● **What the task asks**: List every line in the records below that contains the string "bare".

● **Excerpted records**:

——————————

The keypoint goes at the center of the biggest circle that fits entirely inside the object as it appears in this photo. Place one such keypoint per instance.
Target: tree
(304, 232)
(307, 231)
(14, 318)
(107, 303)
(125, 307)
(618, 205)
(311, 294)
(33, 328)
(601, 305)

——————————

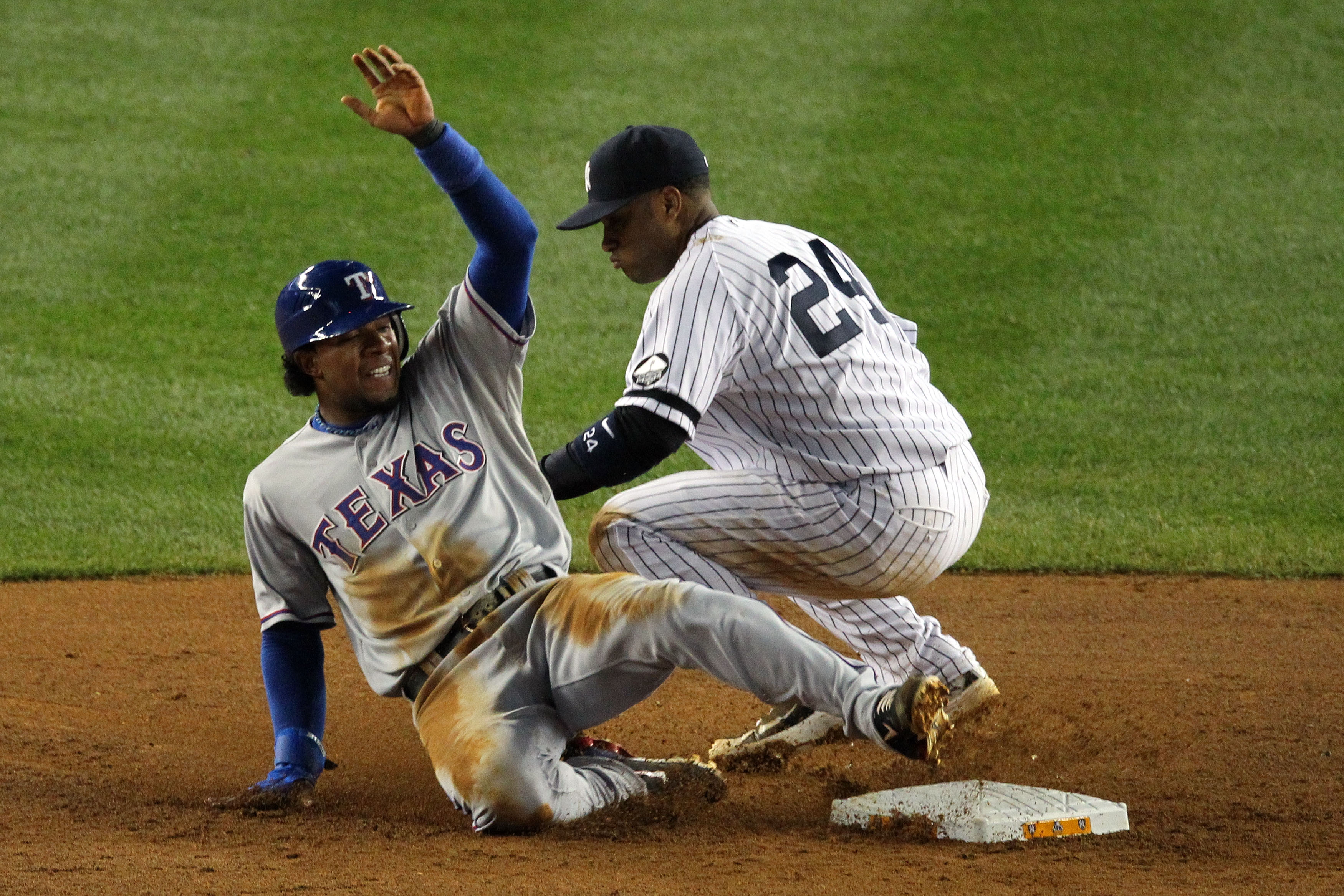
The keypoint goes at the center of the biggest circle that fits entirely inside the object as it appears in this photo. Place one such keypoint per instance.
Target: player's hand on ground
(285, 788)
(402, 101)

——————————

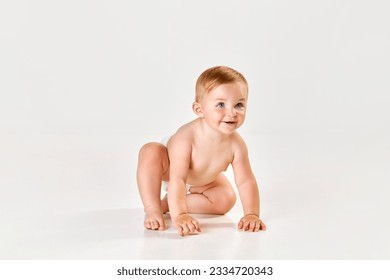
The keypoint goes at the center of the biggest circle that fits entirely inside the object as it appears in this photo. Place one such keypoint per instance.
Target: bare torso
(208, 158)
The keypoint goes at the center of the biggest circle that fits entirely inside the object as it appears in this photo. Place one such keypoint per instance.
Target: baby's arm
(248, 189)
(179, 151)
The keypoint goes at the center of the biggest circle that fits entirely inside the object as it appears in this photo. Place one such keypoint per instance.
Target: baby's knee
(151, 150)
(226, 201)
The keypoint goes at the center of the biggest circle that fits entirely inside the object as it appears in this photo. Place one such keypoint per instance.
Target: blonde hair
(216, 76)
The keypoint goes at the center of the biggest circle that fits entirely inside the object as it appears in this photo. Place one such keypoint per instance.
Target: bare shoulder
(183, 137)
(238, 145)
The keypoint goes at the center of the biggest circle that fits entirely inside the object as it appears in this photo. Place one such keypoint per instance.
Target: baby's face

——————————

● **Output**:
Target: bare torso
Target: bare shoulder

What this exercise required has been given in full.